Work to complete
Please rewrite every entry below with "perception module" replaced by "vision system" and everything else left unchanged. Leave the pictures out of your answer.

Exercise input

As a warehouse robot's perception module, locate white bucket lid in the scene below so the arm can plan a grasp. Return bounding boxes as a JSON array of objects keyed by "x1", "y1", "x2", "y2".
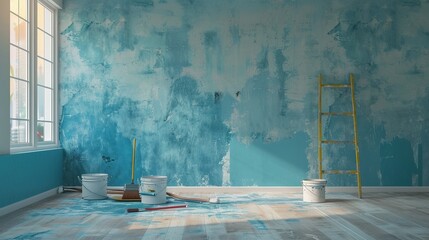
[
  {"x1": 82, "y1": 173, "x2": 108, "y2": 179},
  {"x1": 140, "y1": 176, "x2": 167, "y2": 182},
  {"x1": 302, "y1": 178, "x2": 327, "y2": 185}
]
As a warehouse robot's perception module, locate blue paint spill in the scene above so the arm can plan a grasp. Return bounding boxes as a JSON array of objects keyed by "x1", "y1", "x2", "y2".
[{"x1": 247, "y1": 220, "x2": 268, "y2": 231}]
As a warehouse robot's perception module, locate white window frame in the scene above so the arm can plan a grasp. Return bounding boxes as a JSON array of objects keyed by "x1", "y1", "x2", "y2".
[{"x1": 9, "y1": 0, "x2": 59, "y2": 153}]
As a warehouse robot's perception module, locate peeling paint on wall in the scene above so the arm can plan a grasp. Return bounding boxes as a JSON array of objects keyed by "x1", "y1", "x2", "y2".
[{"x1": 59, "y1": 0, "x2": 429, "y2": 185}]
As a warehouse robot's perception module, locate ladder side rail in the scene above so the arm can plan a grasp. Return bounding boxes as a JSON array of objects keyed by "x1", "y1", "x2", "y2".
[{"x1": 349, "y1": 73, "x2": 362, "y2": 198}]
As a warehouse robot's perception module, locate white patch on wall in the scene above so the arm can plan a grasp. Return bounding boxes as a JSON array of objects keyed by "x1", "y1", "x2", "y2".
[{"x1": 219, "y1": 146, "x2": 231, "y2": 186}]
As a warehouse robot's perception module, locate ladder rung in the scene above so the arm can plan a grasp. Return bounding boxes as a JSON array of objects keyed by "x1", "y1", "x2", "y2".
[
  {"x1": 321, "y1": 112, "x2": 353, "y2": 116},
  {"x1": 320, "y1": 84, "x2": 351, "y2": 88},
  {"x1": 322, "y1": 140, "x2": 355, "y2": 144},
  {"x1": 322, "y1": 170, "x2": 358, "y2": 174}
]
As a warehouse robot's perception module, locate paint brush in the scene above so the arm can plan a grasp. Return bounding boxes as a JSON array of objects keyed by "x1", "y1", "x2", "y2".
[
  {"x1": 122, "y1": 138, "x2": 140, "y2": 200},
  {"x1": 127, "y1": 204, "x2": 188, "y2": 213}
]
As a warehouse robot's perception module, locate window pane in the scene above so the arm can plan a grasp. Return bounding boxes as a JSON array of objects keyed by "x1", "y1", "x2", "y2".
[
  {"x1": 36, "y1": 122, "x2": 53, "y2": 142},
  {"x1": 37, "y1": 3, "x2": 52, "y2": 35},
  {"x1": 10, "y1": 13, "x2": 28, "y2": 50},
  {"x1": 10, "y1": 46, "x2": 28, "y2": 80},
  {"x1": 10, "y1": 79, "x2": 28, "y2": 119},
  {"x1": 16, "y1": 0, "x2": 28, "y2": 20},
  {"x1": 37, "y1": 58, "x2": 52, "y2": 88},
  {"x1": 37, "y1": 86, "x2": 52, "y2": 121},
  {"x1": 37, "y1": 30, "x2": 52, "y2": 60},
  {"x1": 37, "y1": 3, "x2": 45, "y2": 30},
  {"x1": 10, "y1": 0, "x2": 19, "y2": 15},
  {"x1": 10, "y1": 120, "x2": 29, "y2": 143}
]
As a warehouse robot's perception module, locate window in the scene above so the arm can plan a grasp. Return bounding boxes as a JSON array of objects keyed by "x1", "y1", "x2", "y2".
[{"x1": 10, "y1": 0, "x2": 58, "y2": 150}]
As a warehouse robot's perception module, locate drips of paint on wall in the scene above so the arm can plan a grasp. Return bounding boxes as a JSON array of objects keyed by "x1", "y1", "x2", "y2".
[{"x1": 59, "y1": 0, "x2": 429, "y2": 186}]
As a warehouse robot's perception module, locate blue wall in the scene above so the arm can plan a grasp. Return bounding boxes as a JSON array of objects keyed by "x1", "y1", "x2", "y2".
[
  {"x1": 59, "y1": 0, "x2": 429, "y2": 186},
  {"x1": 0, "y1": 149, "x2": 64, "y2": 208}
]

Finished exercise
As a warehouse robot's vision system, locate white bucket lid in the scene below so the arm can plan a grasp. Return bounding boxes as a JSON array of objects keyed by "x1", "y1", "x2", "y2".
[
  {"x1": 82, "y1": 173, "x2": 108, "y2": 179},
  {"x1": 140, "y1": 176, "x2": 167, "y2": 182},
  {"x1": 302, "y1": 178, "x2": 327, "y2": 185}
]
As a warehouse robot's vision system, locate blue paint spill in the scene above so the arm can plan a grasp. Return bounding boxes as a JSON array of objects keyed by "x1", "y1", "x2", "y2".
[{"x1": 247, "y1": 220, "x2": 268, "y2": 231}]
As a warehouse robot's vision system, locate white window frame in the scene above so the arm can plan a grasp. Return bounding boxes as a JSON array of objects keyed by "x1", "y1", "x2", "y2".
[{"x1": 9, "y1": 0, "x2": 59, "y2": 153}]
As a warehouse robot's vision system, locate peeling paint on wall in the scene above so the arm can plan a grasp. Return bounding boxes as a JSON array of objects keyed by "x1", "y1", "x2", "y2".
[{"x1": 59, "y1": 0, "x2": 429, "y2": 185}]
As a warehouse robot's vision system, locate ladder side rail in the scene above so the arm can plan a grasp. Return bounding boxes as a JSON array of objects keyed by "x1", "y1", "x2", "y2".
[{"x1": 349, "y1": 73, "x2": 362, "y2": 198}]
As a warehouse robot's vision system, locate white patch on wall in the scene above so the arm can plan a grasp. Return bounding boxes as a JSON array of objects keyed by "x1", "y1", "x2", "y2".
[{"x1": 219, "y1": 146, "x2": 231, "y2": 186}]
As a warehouse robot's vision system, locate ladder rung in the scene above so the arm can plan a grasp. Return bounding boxes as a JSON array of objects keyed by "x1", "y1", "x2", "y2".
[
  {"x1": 321, "y1": 112, "x2": 353, "y2": 116},
  {"x1": 320, "y1": 84, "x2": 351, "y2": 88},
  {"x1": 322, "y1": 140, "x2": 355, "y2": 144},
  {"x1": 322, "y1": 170, "x2": 358, "y2": 174}
]
As a warehouse robot's vision system, locate paint brush in the scene above so the arm can plan a grasp. Return bounding boxes as a JSON array of objects keyed by "x1", "y1", "x2", "y2".
[
  {"x1": 122, "y1": 138, "x2": 140, "y2": 200},
  {"x1": 127, "y1": 204, "x2": 188, "y2": 213}
]
As a warehouse robot's vision system, locate window pane in the scene above so the arm can plan a grasp. Return bounding boxes as a JSON array of objects keyed by "x1", "y1", "x2", "y2".
[
  {"x1": 36, "y1": 122, "x2": 53, "y2": 142},
  {"x1": 37, "y1": 3, "x2": 52, "y2": 35},
  {"x1": 10, "y1": 13, "x2": 28, "y2": 50},
  {"x1": 10, "y1": 46, "x2": 28, "y2": 80},
  {"x1": 10, "y1": 79, "x2": 28, "y2": 119},
  {"x1": 16, "y1": 0, "x2": 28, "y2": 20},
  {"x1": 37, "y1": 58, "x2": 52, "y2": 88},
  {"x1": 37, "y1": 86, "x2": 52, "y2": 121},
  {"x1": 37, "y1": 30, "x2": 52, "y2": 60},
  {"x1": 37, "y1": 3, "x2": 45, "y2": 30},
  {"x1": 10, "y1": 0, "x2": 19, "y2": 15},
  {"x1": 10, "y1": 120, "x2": 29, "y2": 143}
]
As a warehouse robot's vision system, locate window in the scene above so the arm can plan a grasp. Return bounding boxes as a JSON array of objects keyed by "x1", "y1", "x2", "y2".
[{"x1": 10, "y1": 0, "x2": 58, "y2": 150}]
As a warehouse robot's vision system, locate drips of paint on wall in the scene above so the arm can plan a grasp. Return bounding boxes as a JSON array of objects keyed by "x1", "y1", "x2", "y2".
[{"x1": 59, "y1": 0, "x2": 429, "y2": 186}]
As a warehouse robot's vision system, locate blue wall in the scene above so the arm can plan a grasp. Return bounding boxes as a JSON array of objects keyed by "x1", "y1", "x2", "y2".
[
  {"x1": 59, "y1": 0, "x2": 429, "y2": 186},
  {"x1": 0, "y1": 149, "x2": 64, "y2": 208}
]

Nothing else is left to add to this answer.